The exercise: Set all the material down again unchanged, without the pictures.

Dataset records about object locations:
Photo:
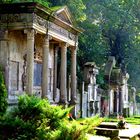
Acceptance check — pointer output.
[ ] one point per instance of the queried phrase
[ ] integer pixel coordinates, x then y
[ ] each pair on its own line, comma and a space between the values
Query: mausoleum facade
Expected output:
34, 41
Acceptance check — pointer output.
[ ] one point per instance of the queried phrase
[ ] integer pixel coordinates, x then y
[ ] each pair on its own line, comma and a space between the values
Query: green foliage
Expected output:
91, 123
34, 118
43, 2
3, 95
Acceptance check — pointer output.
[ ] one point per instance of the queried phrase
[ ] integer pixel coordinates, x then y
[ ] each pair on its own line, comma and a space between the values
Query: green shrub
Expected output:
3, 95
36, 119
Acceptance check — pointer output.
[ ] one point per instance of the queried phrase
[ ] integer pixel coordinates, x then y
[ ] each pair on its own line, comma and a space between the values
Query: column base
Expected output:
62, 102
72, 102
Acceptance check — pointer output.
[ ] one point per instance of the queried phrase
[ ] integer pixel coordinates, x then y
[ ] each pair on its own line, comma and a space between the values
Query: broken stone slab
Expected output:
91, 137
107, 132
111, 125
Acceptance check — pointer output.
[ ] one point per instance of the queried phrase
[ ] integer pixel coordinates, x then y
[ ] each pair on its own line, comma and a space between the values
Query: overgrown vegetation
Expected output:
36, 119
43, 2
3, 94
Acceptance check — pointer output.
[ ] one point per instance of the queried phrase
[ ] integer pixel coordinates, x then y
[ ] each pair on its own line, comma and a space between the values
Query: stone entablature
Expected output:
34, 16
32, 40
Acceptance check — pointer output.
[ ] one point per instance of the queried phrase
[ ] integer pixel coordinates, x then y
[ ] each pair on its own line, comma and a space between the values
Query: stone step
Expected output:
111, 125
107, 132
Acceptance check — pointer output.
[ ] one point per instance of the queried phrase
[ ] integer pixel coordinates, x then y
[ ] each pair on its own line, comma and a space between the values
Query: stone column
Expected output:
55, 73
4, 54
63, 70
45, 68
73, 76
30, 60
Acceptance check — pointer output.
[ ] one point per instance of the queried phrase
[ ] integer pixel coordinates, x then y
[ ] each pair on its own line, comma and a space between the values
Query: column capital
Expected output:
3, 34
64, 44
30, 33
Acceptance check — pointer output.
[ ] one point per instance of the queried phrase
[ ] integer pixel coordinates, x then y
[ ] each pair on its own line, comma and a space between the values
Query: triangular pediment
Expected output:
64, 14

Final result:
Photo:
Acceptance check — pointer output.
[ ] one point per instance of the queried phrase
[ ] integer pixel coordinates, x then y
[ ] each pair on its own line, comma and a space between the values
Query: mausoleum facade
Expected output:
34, 41
Acceptance check — pointer output.
[ ] one point per instance of the queried phrase
[ ] integer pixel coordinates, x then y
[ ] each pair on its own line, comma and a space between the values
Query: green foliage
Expected output:
91, 123
34, 118
43, 2
3, 95
Acceptance check — pointer output.
[ ] one point per instance of the queried phrase
[ ] integer pixel coordinates, x then y
[ ] each pair on its own line, comma and a space between the values
Query: green shrub
Expected output:
3, 95
36, 119
Acceptance check — pointer output.
[ ] one point per instance of the queried phrase
[ ] integer pixel coordinates, x then y
[ ] each pair on its own line, comma and a space between the values
Query: column base
Expected output:
62, 102
72, 102
Acceptance check — pointer output.
[ ] one point per instance of the queried phrase
[ ] integer pixel coordinates, x then y
[ ] each pair on its own line, comma and a space between the values
Query: broken stone slab
Expected output:
91, 137
107, 132
111, 125
Acceptance check — pointer output.
[ ] one point per instance of the queried phrase
[ ] integer pixel coordinates, x then y
[ ] each pair on its own line, comma and a space between the values
Query: overgrown vegetation
Expected output:
36, 119
43, 2
3, 94
Acceptance check — pointer output.
[ ] one point per instance of the queried phrase
[ ] integer pixel coordinates, x then y
[ ] each pair on its own line, comma and a space between the values
Query: stone entablature
Expected output:
34, 16
32, 40
Acceptance check — pointer output.
[ ] one point per instance of the queried phrase
[ ] integer pixel coordinates, x then y
[ ] each pair on its own line, comma and a space between the values
Query: stone step
Expected output:
111, 125
107, 132
Acceptance check — pointer output.
[ ] one point per instance of the queried phrase
[ ] integer pixel coordinates, x then y
[ ] each pair on its own line, comma and a space between the values
Query: stone column
Expected output:
55, 73
4, 54
63, 70
45, 68
73, 76
30, 60
Acceptance check — pointer output.
[ ] one point per instance of the queried phrase
[ ] integer pixel coordinates, x then y
[ ] each pair on its own line, comma and a space between the values
Query: column capital
Expected output:
3, 34
64, 44
30, 33
Acceptance check — pointer output.
[ ] one point per instance of the queried phrase
[ ] integer pixel coordinates, x then y
[ ] each pair on its own line, comma and a space between the values
Query: triangular pediment
Expected output:
64, 14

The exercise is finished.